## WHAT IS EXPECTED
Locate the line containing "Call point_per_instance with", then please write out that line and all the lines below it in the entries exactly.

## INPUT

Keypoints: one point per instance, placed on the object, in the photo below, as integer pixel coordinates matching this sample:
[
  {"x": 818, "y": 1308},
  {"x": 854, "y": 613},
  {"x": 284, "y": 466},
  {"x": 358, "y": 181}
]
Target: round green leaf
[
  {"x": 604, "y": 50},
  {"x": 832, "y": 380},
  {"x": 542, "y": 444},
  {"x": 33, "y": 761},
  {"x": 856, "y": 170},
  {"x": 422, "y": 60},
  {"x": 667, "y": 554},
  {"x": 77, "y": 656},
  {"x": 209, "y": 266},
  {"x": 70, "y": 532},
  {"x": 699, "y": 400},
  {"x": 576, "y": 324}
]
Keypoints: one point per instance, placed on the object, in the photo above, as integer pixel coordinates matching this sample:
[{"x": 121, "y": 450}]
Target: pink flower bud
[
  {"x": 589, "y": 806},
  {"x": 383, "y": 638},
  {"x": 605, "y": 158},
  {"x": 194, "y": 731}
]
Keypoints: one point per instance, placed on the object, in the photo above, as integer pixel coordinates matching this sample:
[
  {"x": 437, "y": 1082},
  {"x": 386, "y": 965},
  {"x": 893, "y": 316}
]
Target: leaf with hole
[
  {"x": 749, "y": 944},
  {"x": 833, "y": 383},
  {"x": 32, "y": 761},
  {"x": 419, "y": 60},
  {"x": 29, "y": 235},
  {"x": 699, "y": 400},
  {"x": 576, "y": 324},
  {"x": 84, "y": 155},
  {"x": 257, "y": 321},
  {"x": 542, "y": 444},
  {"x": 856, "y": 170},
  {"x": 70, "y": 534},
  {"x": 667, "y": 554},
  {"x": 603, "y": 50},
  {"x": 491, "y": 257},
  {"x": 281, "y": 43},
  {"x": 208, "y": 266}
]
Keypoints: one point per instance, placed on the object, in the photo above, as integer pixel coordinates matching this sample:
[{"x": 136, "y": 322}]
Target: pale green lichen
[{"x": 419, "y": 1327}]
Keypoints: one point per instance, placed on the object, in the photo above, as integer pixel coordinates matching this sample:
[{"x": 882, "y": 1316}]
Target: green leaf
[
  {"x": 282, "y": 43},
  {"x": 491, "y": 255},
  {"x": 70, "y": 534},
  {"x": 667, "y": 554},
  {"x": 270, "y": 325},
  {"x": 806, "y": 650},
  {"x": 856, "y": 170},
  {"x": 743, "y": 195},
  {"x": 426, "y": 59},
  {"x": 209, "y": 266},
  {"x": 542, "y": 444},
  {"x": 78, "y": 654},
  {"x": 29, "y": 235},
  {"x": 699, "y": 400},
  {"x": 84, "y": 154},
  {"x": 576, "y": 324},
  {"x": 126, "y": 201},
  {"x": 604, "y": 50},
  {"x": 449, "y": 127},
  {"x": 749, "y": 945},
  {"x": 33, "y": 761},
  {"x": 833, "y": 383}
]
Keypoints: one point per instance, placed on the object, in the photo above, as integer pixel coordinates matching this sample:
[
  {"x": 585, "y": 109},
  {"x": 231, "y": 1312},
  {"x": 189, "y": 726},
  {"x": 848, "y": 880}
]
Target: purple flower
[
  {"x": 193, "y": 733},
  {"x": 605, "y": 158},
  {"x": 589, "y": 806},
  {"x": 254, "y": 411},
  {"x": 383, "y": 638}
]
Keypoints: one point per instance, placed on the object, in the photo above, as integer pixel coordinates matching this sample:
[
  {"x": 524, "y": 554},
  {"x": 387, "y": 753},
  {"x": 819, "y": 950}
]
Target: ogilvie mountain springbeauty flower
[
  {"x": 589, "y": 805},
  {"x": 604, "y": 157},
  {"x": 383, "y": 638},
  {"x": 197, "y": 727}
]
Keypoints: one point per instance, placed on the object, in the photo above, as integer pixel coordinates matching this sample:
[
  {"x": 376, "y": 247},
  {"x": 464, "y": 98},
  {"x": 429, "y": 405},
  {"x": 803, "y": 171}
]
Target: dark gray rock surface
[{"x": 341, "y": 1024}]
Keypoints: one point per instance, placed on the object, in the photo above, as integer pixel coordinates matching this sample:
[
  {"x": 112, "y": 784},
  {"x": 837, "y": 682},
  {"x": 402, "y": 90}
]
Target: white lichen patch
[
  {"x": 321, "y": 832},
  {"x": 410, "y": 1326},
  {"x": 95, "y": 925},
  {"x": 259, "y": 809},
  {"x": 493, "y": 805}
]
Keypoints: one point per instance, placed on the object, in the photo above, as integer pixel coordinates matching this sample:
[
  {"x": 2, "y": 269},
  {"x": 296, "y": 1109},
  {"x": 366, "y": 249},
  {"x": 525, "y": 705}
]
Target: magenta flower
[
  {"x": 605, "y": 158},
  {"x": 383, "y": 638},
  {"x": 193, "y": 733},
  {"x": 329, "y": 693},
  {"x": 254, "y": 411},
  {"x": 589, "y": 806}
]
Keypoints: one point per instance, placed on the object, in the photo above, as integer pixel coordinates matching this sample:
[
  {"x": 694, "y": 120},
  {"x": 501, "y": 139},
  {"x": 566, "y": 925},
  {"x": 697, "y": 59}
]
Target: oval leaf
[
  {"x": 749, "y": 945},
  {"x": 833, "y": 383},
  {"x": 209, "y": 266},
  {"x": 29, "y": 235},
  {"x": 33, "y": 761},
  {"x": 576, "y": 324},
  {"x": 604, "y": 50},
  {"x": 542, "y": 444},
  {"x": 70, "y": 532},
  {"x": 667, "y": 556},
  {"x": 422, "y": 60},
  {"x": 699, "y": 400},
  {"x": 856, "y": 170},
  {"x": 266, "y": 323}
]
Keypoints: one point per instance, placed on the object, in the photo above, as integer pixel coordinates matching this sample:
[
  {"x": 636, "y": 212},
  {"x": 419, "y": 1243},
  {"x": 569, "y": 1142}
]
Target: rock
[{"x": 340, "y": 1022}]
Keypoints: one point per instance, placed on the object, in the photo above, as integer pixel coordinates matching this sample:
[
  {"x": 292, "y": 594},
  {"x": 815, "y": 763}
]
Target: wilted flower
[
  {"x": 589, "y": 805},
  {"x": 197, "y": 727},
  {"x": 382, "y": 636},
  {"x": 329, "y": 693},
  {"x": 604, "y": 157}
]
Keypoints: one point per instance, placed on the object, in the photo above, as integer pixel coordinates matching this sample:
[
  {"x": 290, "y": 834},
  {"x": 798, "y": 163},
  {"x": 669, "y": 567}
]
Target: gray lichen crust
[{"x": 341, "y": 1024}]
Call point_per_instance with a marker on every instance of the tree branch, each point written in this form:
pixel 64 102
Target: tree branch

## SOLUTION TO THIS PROBLEM
Call point_per_instance with a marker on every instance of the tree branch, each point written in this form:
pixel 64 102
Target: tree branch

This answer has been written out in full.